The second judge — Justice Chelameswar — had so far been handling this area.
An unfortunate situation appears to have developed in the Supreme Court, suggestive of the fact that fissures may exist among judges of India’s highest court. This seems to have been exacerbated by apparent divisions within the Supreme Court Bar Association community, some of whom may be dissatisfied with the court’s current leadership, as became apparent in a dramatic hearing on Friday.
This is a pity and has the effect of lowering the respect the country has for the Supreme Court, although from time to time judges of high courts, and occasionally even of the Supreme Court, have been objects of whispers. As with other forums, these whispers pertain to corruption.
Last week, senior advocate Kamini Jaisawal filed a petition urging that Chief Justice of India Dipak Misra recuse himself from hearing a case in which an allegedly shady former high court judge had lent his services to the management of a Lucknow medical college to challenge its debarment by the Medical Council of India. Hearing the petition, a two-judge bench of Justice J. Chelameswar, the most senior judge after the CJI, and Justice Abdul Nazeer posted this for hearing by a five-judge Constitution Bench headed by the CJI.

+ + + + + + +

◆ Your task: From the passage on the Supreme Court, extract the text from "The second judge" up to and including "pertain to corruption.", copying it without any changes.

+ + + + + + +

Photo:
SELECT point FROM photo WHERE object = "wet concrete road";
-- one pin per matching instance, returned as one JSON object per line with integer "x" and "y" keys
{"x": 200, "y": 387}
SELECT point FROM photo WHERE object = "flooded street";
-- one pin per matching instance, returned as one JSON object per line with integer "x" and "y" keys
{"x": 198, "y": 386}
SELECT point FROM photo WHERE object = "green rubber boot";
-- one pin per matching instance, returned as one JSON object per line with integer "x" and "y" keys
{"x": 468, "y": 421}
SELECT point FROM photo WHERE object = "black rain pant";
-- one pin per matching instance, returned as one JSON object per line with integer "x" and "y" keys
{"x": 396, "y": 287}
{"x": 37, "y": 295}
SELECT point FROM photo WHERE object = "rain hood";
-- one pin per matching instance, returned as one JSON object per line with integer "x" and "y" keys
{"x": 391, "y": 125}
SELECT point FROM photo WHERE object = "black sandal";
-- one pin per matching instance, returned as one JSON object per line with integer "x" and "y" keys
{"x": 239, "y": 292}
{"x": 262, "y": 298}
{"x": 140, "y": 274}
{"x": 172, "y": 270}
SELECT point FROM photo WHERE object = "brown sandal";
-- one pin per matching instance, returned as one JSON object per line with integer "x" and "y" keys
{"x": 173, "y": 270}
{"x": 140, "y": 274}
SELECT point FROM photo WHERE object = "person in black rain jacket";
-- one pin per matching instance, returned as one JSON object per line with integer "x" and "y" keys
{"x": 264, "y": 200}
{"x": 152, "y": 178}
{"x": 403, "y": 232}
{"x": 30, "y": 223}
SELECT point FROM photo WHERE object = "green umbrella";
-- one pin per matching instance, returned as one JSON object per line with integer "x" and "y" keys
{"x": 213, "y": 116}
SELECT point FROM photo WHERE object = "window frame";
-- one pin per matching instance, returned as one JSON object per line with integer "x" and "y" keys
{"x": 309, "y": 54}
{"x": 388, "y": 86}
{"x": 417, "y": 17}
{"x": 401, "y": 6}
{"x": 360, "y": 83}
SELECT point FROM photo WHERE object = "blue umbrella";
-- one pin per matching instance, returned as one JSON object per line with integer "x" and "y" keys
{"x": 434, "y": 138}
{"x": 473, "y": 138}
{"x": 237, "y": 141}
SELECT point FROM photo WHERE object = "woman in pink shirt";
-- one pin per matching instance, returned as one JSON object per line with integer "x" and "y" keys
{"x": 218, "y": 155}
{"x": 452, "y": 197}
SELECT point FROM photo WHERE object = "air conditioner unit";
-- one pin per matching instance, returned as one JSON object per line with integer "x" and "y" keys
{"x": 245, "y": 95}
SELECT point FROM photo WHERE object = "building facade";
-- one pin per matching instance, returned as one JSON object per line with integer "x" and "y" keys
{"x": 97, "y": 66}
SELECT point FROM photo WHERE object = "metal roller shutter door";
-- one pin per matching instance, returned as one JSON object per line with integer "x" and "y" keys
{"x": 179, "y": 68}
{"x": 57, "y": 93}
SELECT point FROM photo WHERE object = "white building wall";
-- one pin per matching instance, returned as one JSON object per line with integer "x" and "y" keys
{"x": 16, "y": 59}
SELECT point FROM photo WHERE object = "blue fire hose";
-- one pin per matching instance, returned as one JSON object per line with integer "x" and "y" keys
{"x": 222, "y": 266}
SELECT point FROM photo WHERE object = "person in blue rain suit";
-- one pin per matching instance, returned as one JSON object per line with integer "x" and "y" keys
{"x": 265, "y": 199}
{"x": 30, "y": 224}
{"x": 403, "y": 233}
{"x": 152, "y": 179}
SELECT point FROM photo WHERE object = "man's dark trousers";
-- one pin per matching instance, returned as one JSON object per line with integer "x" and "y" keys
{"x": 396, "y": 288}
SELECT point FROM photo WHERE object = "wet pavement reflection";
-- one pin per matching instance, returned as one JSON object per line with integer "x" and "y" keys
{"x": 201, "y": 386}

+ + + + + + +

◆ Reply:
The second judge — Justice Chelameswar — had so far been handling this area.
An unfortunate situation appears to have developed in the Supreme Court, suggestive of the fact that fissures may exist among judges of India’s highest court. This seems to have been exacerbated by apparent divisions within the Supreme Court Bar Association community, some of whom may be dissatisfied with the court’s current leadership, as became apparent in a dramatic hearing on Friday.
This is a pity and has the effect of lowering the respect the country has for the Supreme Court, although from time to time judges of high courts, and occasionally even of the Supreme Court, have been objects of whispers. As with other forums, these whispers pertain to corruption.